COULD the solution to a better life for older Australians be as simple as hanging out with four-year-olds?
That's what producers behind Old People's Homes for 4 Year Olds - a groundbreaking new ABC documentary series narrated by Annabel Crabb which airs next week - hoped to find out.
In this extraordinary social experiment, screening over five weeks from Tuesday, 27 August at 8.30pm on ABC + ABC iview, children shared a pre-school with the residents of a nearby retirement home.
Across the seven-week experiment, participants tested a model of care that could potentially transform the way we support our most vulnerable Australians.
The two groups of 11 older Australians, and 10 pre-schoolers, were brought together for planned, mixed activities each day in the specially designed pre-school built within the retirement home.
They shared a structured timetable that encouraged physical activity, social interaction, learning and happiness.
At the helm were a team of experts in geriatric health and wellbeing and an early childhood expert who, over the course of the series, scientifically analysed and monitored the progress of both groups.
# # #
## Exercise objective:
Reproduce the documentary excerpt word for word from "That's what producers" to "to find out.". The entries have no connection to the documentary excerpt.
# # #
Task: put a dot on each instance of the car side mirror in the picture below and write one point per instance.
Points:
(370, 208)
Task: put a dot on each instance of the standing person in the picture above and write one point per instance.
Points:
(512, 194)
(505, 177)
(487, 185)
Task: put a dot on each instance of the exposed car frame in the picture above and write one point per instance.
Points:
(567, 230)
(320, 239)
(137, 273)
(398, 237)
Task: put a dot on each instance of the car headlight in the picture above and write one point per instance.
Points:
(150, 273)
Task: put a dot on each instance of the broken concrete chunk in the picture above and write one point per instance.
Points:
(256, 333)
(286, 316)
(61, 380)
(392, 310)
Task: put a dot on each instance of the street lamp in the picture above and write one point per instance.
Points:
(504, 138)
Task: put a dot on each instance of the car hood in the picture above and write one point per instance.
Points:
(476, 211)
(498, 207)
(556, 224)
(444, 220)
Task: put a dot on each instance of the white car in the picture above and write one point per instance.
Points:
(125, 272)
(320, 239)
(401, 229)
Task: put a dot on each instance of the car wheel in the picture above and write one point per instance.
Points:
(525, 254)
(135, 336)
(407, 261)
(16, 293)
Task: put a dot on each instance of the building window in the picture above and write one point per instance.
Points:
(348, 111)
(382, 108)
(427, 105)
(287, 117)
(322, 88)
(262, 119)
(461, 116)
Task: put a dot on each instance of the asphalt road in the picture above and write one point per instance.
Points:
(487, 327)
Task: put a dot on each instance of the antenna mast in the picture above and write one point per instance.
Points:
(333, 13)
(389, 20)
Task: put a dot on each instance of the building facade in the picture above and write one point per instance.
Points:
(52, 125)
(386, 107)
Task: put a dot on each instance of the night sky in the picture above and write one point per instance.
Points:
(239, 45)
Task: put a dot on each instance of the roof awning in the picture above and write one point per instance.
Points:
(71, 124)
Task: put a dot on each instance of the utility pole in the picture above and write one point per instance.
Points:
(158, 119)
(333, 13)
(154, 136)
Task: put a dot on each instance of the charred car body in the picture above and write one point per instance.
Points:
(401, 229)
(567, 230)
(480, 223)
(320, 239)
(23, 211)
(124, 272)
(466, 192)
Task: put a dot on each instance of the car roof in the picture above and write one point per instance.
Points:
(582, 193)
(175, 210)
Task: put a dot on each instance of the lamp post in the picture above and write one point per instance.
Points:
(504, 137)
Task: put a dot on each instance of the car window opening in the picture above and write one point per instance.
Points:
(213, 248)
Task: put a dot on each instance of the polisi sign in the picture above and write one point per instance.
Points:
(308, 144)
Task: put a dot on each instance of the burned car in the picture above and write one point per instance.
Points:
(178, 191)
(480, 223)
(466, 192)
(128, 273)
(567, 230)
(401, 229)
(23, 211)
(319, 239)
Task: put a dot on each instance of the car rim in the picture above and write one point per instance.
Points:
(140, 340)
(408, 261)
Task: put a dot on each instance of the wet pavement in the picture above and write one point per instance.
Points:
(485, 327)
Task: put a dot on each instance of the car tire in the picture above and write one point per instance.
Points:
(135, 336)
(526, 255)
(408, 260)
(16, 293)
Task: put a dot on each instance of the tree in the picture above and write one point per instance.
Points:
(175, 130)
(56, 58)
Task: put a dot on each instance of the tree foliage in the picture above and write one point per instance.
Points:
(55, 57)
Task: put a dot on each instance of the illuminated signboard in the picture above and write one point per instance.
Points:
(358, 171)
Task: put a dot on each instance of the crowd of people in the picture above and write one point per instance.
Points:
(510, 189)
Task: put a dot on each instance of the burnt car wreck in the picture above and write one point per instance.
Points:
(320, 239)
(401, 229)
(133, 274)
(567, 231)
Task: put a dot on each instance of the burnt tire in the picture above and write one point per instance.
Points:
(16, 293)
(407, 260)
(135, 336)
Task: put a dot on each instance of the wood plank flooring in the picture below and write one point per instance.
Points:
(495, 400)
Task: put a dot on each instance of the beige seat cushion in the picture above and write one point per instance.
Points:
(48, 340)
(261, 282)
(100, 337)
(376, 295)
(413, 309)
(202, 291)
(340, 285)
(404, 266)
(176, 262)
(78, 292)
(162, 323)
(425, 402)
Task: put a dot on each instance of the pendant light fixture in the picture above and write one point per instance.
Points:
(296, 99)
# # #
## Written solution:
That's what producers behind Old People's Homes for 4 Year Olds - a groundbreaking new ABC documentary series narrated by Annabel Crabb which airs next week - hoped to find out.